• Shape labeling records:
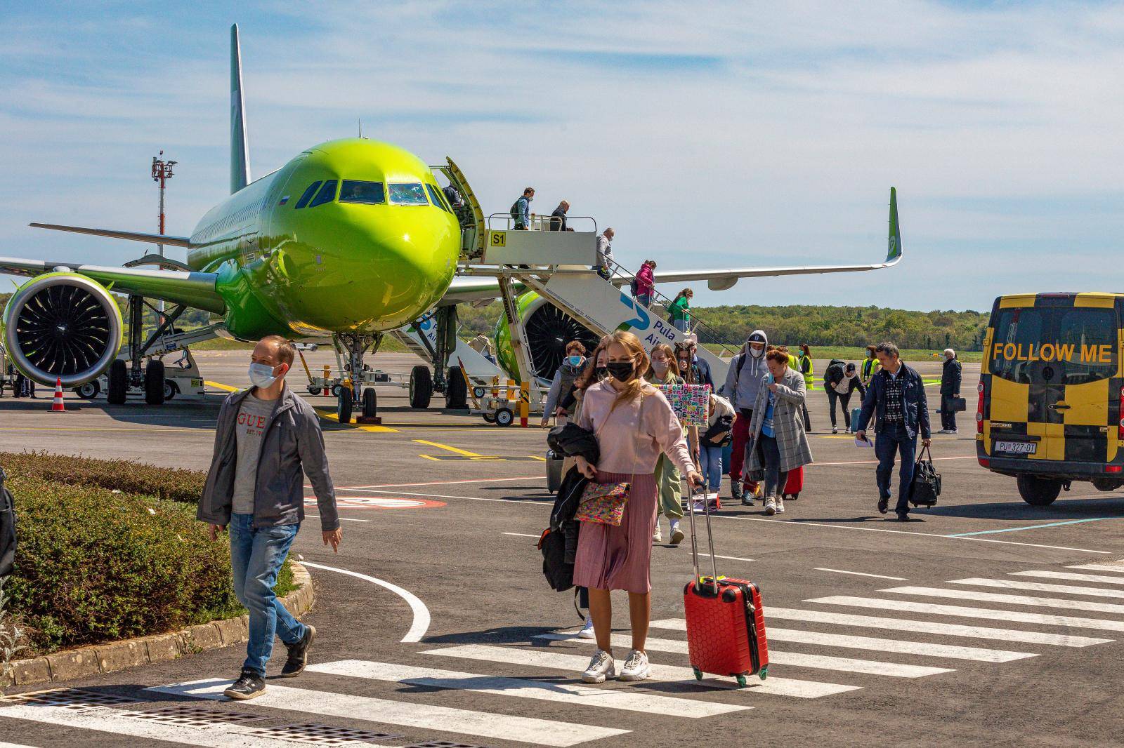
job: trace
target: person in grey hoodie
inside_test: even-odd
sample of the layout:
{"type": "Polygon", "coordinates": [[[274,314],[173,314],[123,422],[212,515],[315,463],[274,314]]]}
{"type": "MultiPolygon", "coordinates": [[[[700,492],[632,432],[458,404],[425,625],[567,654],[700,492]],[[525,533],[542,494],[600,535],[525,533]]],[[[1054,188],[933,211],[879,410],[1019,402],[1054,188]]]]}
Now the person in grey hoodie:
{"type": "Polygon", "coordinates": [[[742,352],[729,359],[726,383],[718,390],[734,407],[737,414],[734,419],[734,443],[729,454],[729,494],[734,501],[750,507],[758,493],[756,481],[742,483],[742,467],[745,462],[745,443],[750,437],[750,422],[753,420],[753,405],[758,400],[761,382],[769,373],[765,364],[765,348],[769,337],[764,330],[753,330],[746,338],[742,352]]]}
{"type": "Polygon", "coordinates": [[[254,347],[254,386],[232,393],[219,409],[215,454],[196,513],[208,523],[211,540],[229,528],[234,593],[250,611],[246,660],[224,692],[230,699],[265,692],[274,635],[289,651],[281,677],[299,675],[308,662],[316,629],[293,618],[273,594],[305,519],[305,475],[316,493],[324,545],[338,553],[343,537],[316,411],[284,384],[294,354],[279,335],[254,347]]]}

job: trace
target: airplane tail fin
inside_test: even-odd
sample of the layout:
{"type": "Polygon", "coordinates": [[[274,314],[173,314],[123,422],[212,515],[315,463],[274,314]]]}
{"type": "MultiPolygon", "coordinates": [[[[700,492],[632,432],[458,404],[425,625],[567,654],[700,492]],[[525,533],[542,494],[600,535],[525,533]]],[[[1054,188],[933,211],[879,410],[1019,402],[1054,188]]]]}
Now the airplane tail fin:
{"type": "Polygon", "coordinates": [[[242,95],[242,49],[238,25],[230,27],[230,194],[250,184],[246,100],[242,95]]]}
{"type": "Polygon", "coordinates": [[[890,238],[886,248],[886,262],[901,259],[901,230],[898,228],[898,191],[890,188],[890,238]]]}

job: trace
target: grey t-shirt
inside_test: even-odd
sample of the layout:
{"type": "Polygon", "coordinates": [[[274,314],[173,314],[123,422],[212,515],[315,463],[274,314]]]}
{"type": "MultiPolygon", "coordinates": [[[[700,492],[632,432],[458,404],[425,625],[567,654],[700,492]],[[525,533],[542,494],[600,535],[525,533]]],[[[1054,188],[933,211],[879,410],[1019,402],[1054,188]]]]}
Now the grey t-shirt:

• EXERCISE REQUIREMENTS: Print the entries above exactly, taking out only the pictures.

• PROBLEM SOLUTION:
job: trace
target: person in grey hoodie
inside_test: even-odd
sample of the layout:
{"type": "Polygon", "coordinates": [[[274,314],[173,314],[123,422],[212,515],[315,463],[274,314]]]}
{"type": "MultiPolygon", "coordinates": [[[[700,492],[632,432],[458,404],[425,625],[567,654],[700,492]],[[525,533],[542,494],[600,535],[525,533]]],[[[1054,188],[933,211],[879,410],[1019,402],[1054,188]]]]}
Now the person in grey hoodie:
{"type": "Polygon", "coordinates": [[[742,352],[729,359],[726,383],[718,390],[734,407],[737,414],[734,419],[734,443],[729,454],[729,494],[734,501],[750,507],[758,493],[756,481],[742,483],[742,467],[745,462],[745,443],[750,437],[750,422],[753,420],[753,405],[758,400],[761,382],[769,373],[765,364],[765,348],[769,337],[764,330],[753,330],[746,338],[742,352]]]}
{"type": "Polygon", "coordinates": [[[254,347],[254,386],[232,393],[219,409],[215,454],[196,513],[208,523],[211,540],[229,528],[234,593],[250,611],[246,660],[224,692],[230,699],[265,692],[274,635],[289,651],[281,677],[299,675],[308,662],[316,629],[293,618],[273,594],[305,519],[305,475],[316,493],[324,545],[338,553],[343,537],[316,411],[284,384],[294,354],[279,335],[254,347]]]}

job: trace
target: airplane tail fin
inside_test: even-odd
sample of the layout:
{"type": "Polygon", "coordinates": [[[274,314],[173,314],[123,422],[212,515],[315,463],[274,314]]]}
{"type": "MultiPolygon", "coordinates": [[[[700,492],[632,432],[458,404],[425,625],[567,654],[700,492]],[[525,533],[542,494],[600,535],[525,533]]],[[[1054,188],[933,211],[879,410],[1019,402],[1054,188]]]]}
Now the airplane tail fin:
{"type": "Polygon", "coordinates": [[[242,95],[242,49],[238,25],[230,27],[230,194],[250,184],[246,100],[242,95]]]}
{"type": "Polygon", "coordinates": [[[890,238],[886,248],[886,262],[901,259],[901,230],[898,228],[898,191],[890,188],[890,238]]]}

job: trace
target: grey t-shirt
inside_test: even-odd
sample of the layout:
{"type": "Polygon", "coordinates": [[[274,314],[173,314],[123,422],[212,515],[315,463],[274,314]]]}
{"type": "MultiPolygon", "coordinates": [[[[700,492],[632,432],[458,404],[425,625],[567,654],[700,492]],[[525,533],[542,494],[600,535],[525,533]]],[[[1054,188],[933,211],[879,410],[1019,402],[1054,188]]]]}
Now the grey t-shirt:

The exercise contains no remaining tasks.